Bacaan Pilihan
....

بِسْمِ اللّهِ الرَّحْمَنِ الرَّحِيْمِ
السَّلاَمُ عَلَيْكُمْ وَرَحْمَةُ اللهِ وَبَرَكَاتُهُ
Sosok qudwah wanita muslimah kita kali adalah seorang wanita
yang berjuang untuk menyelamatkan suaminya dari kemusyrikan dan
kekafiran, membawanya ke bawa naungan Islam sejati, berkasih sayang di
atas agama dan keridhaan Allah Ta’ala.
Hal itu bukanlah perkara yang mudah bagai membalik telapak tangan,
karena suaminya adalah seorang yang paling antipati terhadap Islam dan
memusuhi Rasulullah shallallahu ‘alaihi wa sallam serta para
sahabat beliau. Juga karena ayah suaminya itu adalah seorang pemimpin
utama kaum musyrikin, eksekutor serta pelaku penindasan yang sadis yang
telah menjatuhkan berbagai hukuman kepada orang-orang mukmin, ialah Abu
Jahal, sedangkan suami wanita muslimah kita ini adalah putra Abu Jahal
bernama Ikrimah.
Ia bernama Ummu Hakim binti Al-Harits bin Hisyam
dari kaum Quraisy. Bapaknya saudara Abu Jahal dan ibunya adalah Fathimah
binti Walid kakak Khalid bin Walid. Ikrimah inilah suami pertama Ummu Hakim
binti Al-Harits, putra pamannya, seorang pemuda terpandang; baik dari
segi harta maupun keturunan. Karena kepemimpinan ayahnya Abu Jahal maka
ia menjadi terpola untuk memusuhi Rasulullah shallallahu ‘alaihi wa sallam dan bahkan ikut menyiksa kaum muslimin denagn siksaan yang pedih demi menyenangkan hati bapaknya.

....

Catatan dataset tentang lokasi objek
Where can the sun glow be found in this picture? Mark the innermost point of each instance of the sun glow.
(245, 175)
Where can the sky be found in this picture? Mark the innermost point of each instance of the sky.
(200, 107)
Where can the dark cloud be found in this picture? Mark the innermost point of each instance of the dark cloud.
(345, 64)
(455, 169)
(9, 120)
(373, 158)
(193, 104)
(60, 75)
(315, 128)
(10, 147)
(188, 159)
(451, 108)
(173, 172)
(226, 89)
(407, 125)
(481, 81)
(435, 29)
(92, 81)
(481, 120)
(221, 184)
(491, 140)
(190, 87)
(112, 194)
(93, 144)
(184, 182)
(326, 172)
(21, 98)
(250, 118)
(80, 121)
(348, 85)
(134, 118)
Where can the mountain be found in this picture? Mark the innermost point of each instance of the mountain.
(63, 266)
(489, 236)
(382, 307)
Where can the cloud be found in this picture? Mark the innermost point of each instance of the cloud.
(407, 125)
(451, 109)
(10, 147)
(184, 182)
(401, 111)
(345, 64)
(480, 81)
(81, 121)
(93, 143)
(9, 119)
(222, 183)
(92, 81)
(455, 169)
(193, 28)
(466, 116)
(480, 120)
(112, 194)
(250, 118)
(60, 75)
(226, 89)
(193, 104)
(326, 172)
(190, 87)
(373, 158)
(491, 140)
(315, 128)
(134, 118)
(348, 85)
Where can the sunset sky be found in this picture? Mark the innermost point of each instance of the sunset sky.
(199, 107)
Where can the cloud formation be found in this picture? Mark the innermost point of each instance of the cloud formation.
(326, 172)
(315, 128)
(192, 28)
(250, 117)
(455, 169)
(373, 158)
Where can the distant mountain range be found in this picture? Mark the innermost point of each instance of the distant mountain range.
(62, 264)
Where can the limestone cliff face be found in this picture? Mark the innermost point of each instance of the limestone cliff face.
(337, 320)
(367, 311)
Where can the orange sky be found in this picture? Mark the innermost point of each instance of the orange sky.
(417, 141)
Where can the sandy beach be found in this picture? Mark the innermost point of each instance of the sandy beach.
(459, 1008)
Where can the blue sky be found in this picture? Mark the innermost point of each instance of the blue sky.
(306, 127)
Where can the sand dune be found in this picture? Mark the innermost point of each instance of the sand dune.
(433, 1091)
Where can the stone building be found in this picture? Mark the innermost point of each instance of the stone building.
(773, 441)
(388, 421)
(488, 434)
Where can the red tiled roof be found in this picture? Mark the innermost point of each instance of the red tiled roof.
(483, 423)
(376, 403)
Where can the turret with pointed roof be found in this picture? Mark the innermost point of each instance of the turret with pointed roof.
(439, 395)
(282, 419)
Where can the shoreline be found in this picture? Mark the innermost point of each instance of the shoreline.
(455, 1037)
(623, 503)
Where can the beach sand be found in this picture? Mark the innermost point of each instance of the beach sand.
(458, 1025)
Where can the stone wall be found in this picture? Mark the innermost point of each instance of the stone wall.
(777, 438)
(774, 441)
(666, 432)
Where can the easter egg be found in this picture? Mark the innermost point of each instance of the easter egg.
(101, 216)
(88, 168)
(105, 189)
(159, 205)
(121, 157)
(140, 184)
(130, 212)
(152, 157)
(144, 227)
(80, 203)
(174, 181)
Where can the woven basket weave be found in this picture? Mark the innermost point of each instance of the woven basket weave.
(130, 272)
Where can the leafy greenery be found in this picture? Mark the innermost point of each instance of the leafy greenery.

....

Instruksi Tugas
1 - Kutip setiap baris catatan yang memuat kata "mountain", dengan membedakan huruf besar dan huruf kecil.
2 - Teruskan bacaan tentang Ummu Hakim binti Al-Harits dan suaminya, Ikrimah, mulai setelah kalimat terakhirnya.
Catatan ini sama sekali tidak berhubungan dengan bacaan.

Jawaban
1 -
Where can the mountain be found in this picture? Mark the innermost point of each instance of the mountain.
Where can the distant mountain range be found in this picture? Mark the innermost point of each instance of the distant mountain range.

2 -
Terbunuhnya Abu Jahal pada Perang Badar membuat kebencian Ikrimah terhadap Islam
makin berkobar. Kalau dahulu ia membencinya karena ingin menyenangkan
ayahnya, tetapi sekarang kebenciannnya adalah untuk membalas dengan
kematian ayahnya. Dari sinilah api permusuhan berkobar serta kebencian
Ikrimah (dan orang-orang yang juga kehilangan keluarga mereka di Perang
Badar) membara.
Pada mulanya, Ummu Hakim juga ikut bahu-membahu dengan suaminya dalam
memusuhi Islam. Pada Perang Uhud ia bersama wanita-wanita Quraisy
lainnya yang juga mendendam akan kematian keluarga mereka pada Perang
Badar, berdiri tegak di belakang barisan musyrikin sambil memukul
gendang untuk memberi semangat bagi tentara-tentara musyrikin agar terus
maju. Pada hari itu kaum musyrikin mendapatkan sebagian keinginan
mereka, hingga Abu Sufyan berkata, “Ini adalah balasan atas Perang
Badar.”
Pada penaklukan kota Mekah, Rasulullah shallallahu ‘alaihi wa sallam
melarang panglima pasukannya untuk bentrok senjata secara langsung
dengan orang-orang kafir kecuali kalau mereka diserang terlebih dahulu.
Di saat itulah Ikrimah mengumpulkan pengikutnya dan menyerang pasukan
yang besar dari pasukan-pasukan kaum muslimin. Akhirnya pasukan Ikrimah
yang tak seberapa jumlahnya itu pun kalah, ada yang mati dan ada pula
yang melarikan diri. Termasuk yang melarikan diri adalah Ikrimah bin
Jahal.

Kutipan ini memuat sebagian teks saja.